- Text section:
Although the ongoing protests brought people experiencing oppressive measures together against the regime, the intersectional nature of the struggle for marginalised communities is already at stake. The cultural appropriation of the Kurdish slogan Jin, Jiyan, Azadî to Persian – Zan, Zendegi, Azadi – (later, Persian protesters also added Man, Nation, Prosperity), distancing Jîna from her identity by excluding her Kurdish name from statements, barring Kurdish identity from protests organised by the Persian diaspora marching with the flag of the Shah’s regime, and limiting discussions to the Islamic nature of the regime has already masked the intersectional oppression that non-Persian ethnoreligious communities experience. In the possible scenario of a change in power in Iran, this poses the risk for minorities of one oppressive regime replacing another, as happened in 1979.

The regime’s body politics, with the imposition of hijab in public spaces as the marker of its power, is not the first of its kind that the country experienced. In 1928, inspired by neighbouring Turkey’s ‘hat law’ that had passed in 1925, the Shah’s regime passed a law regulating men’s head-covering by imposing a French army-style hat to mark the country’s modernisation. The genealogy of such a policy goes back a century earlier to the fez-hat mandate of the Ottomans that came into effect in 1827, also to signify the state’s modernisation. These policies also marked the state’s interest in nation-building by regulating bodies to create subjects as the carrier of its power and diffusing it to the micro-level of society.

- Given data:

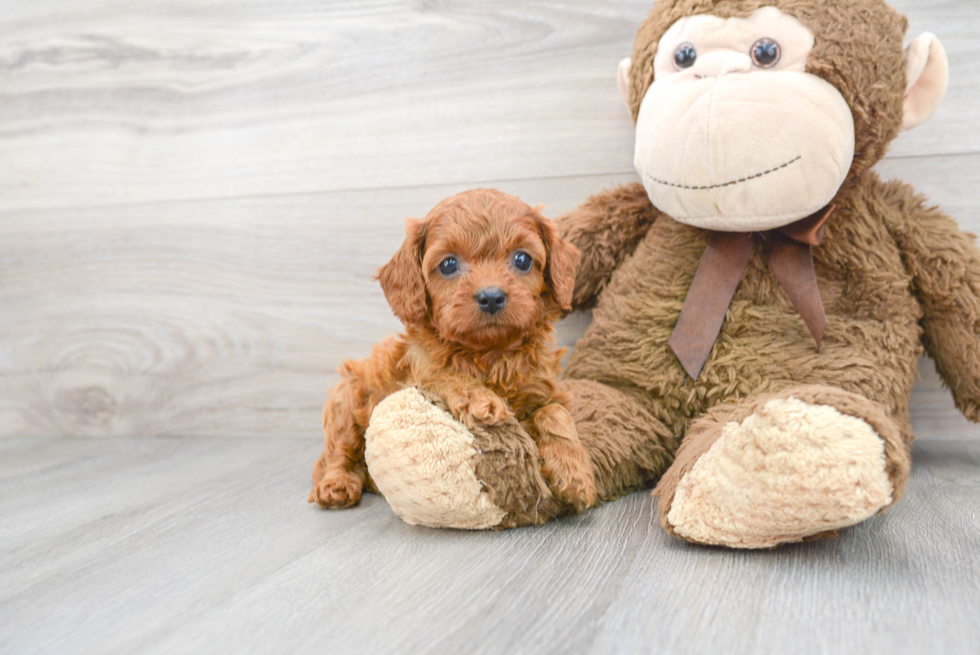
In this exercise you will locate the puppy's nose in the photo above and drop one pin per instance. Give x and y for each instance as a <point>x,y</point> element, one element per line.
<point>491,300</point>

- Given exercise 1: Retype the passage on Iran's protests between "Although the ongoing" and "happened in 1979.", inclusive.
- Given exercise 2: Extend the passage on Iran's protests, beginning right after its final sentence.
The material has no connection to the passage on Iran's protests.

- Exercise output 1:
Although the ongoing protests brought people experiencing oppressive measures together against the regime, the intersectional nature of the struggle for marginalised communities is already at stake. The cultural appropriation of the Kurdish slogan Jin, Jiyan, Azadî to Persian – Zan, Zendegi, Azadi – (later, Persian protesters also added Man, Nation, Prosperity), distancing Jîna from her identity by excluding her Kurdish name from statements, barring Kurdish identity from protests organised by the Persian diaspora marching with the flag of the Shah’s regime, and limiting discussions to the Islamic nature of the regime has already masked the intersectional oppression that non-Persian ethnoreligious communities experience. In the possible scenario of a change in power in Iran, this poses the risk for minorities of one oppressive regime replacing another, as happened in 1979.

- Exercise output 2:
Despite popular analyses that focus on the Islamic frame of governance in Iran, the state machinery in its modern structure, framed by the idea of a nation, is the basis of the regime’s power. The nuance lies in the difference between religious obligations binding the believers – and the God from whom the believers derive their identities – and a nation-state regulating the public sphere and managing a population of citizens who receive their identity from the state. The subjects and the public – rather than God, as the Islamic Republic would otherwise assert – also constitute the space from where the regime receives its identity and measures itself, demonstrated by its enduring interest in public appearance. This change from the idea of a community (ummah in the Islamic framing) to population management entailed social engineering projects that, throughout the 20th century, motivated various policies that precipitated genocides and programmes of cultural extinction, such as the death of indigenous languages across the world.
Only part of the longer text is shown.